**** Data provided

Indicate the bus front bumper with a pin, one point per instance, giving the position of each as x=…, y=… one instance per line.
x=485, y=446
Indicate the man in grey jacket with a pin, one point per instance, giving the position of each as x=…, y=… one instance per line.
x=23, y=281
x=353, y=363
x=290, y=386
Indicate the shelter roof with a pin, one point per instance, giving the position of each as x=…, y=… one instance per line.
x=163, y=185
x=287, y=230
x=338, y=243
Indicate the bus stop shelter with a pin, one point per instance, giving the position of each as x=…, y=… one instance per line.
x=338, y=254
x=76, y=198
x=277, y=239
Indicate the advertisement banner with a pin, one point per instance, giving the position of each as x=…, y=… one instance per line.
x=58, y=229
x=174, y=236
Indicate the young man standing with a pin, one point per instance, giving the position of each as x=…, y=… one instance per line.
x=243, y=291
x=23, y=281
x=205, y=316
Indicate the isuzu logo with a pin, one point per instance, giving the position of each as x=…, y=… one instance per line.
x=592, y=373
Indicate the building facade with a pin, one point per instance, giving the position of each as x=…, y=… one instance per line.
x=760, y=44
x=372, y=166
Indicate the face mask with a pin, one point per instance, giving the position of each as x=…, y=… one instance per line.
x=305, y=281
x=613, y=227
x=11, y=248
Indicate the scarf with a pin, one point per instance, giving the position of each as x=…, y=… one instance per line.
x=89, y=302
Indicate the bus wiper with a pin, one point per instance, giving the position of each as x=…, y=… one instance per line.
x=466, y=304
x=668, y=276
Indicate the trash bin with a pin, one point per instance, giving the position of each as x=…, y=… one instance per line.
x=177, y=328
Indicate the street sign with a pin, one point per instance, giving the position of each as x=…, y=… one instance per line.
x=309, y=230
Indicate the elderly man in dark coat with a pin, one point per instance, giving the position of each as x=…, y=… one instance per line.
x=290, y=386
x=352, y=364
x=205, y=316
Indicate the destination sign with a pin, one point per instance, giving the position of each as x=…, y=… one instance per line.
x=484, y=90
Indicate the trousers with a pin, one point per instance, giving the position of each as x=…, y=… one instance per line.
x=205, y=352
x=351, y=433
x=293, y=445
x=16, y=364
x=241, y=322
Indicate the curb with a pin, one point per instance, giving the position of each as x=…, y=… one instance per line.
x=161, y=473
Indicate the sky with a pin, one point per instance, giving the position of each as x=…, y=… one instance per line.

********

* [What is required] Please write out the records above once more, exactly and completely.

* [Solution to the problem]
Indicate the bus front bumper with a pin, one point per instance, giving the position of each as x=…, y=… one instance per line.
x=485, y=446
Indicate the man in grey jacket with a pin, one point per instance, giving the position of each as x=…, y=… one instance per line.
x=23, y=281
x=353, y=363
x=290, y=386
Indicate the shelter roof with a pin, one point per instance, giving the position of each as x=…, y=… one instance per line.
x=163, y=185
x=287, y=230
x=338, y=243
Indicate the bus stop shelter with a pin, one point per instance, giving the position of each as x=…, y=… one instance per line.
x=338, y=254
x=76, y=198
x=277, y=239
Indicate the advertisement banner with a pin, one point per instance, giving the position of each as x=…, y=… one instance per line.
x=58, y=229
x=174, y=236
Indicate the young man standing with a pin, one point per instance, giving the position of each as x=…, y=… one instance per line.
x=243, y=291
x=23, y=281
x=205, y=316
Indicate the isuzu logo with a pin, one point per instance, giving the position of each as x=…, y=… one instance per line.
x=592, y=373
Indicate the building facade with a pin, one point per instance, giving the position of each as x=…, y=… one instance per line.
x=760, y=44
x=372, y=166
Indicate the face mask with a pin, one point per instance, giving the position of each as x=…, y=… one instance per line.
x=305, y=281
x=613, y=227
x=11, y=248
Indicate the scarf with a pin, one point per instance, giving the position of each as x=…, y=… one instance per line.
x=89, y=302
Indicate the bus wiper with a pin, one point per instance, giving the position of each as x=…, y=… one instance per line.
x=466, y=304
x=668, y=276
Indicate the trash bin with a pin, one point per instance, giving the position of each as x=…, y=… one instance per line.
x=177, y=328
Indicate the street sign with a pin, one point per instance, giving the position of each as x=…, y=… one instance per line.
x=309, y=230
Indicate the elderly man in dark coat with a pin, one point per instance, giving the position of each as x=…, y=… one instance per line.
x=290, y=386
x=352, y=364
x=205, y=316
Indicate the destination sign with a pin, one point per instance, giving the position of each as x=…, y=… one instance per line.
x=484, y=90
Indicate the trousers with a pin, one point per instance, giving the position of each as x=…, y=… one instance per line.
x=205, y=352
x=351, y=433
x=293, y=445
x=16, y=364
x=241, y=322
Indicate the curb with a pin, one point per instance, giving the position of each as x=…, y=… one instance per line.
x=161, y=473
Indicate the sky with a pin, one point per instance, giving the position of each as x=…, y=… one instance per line.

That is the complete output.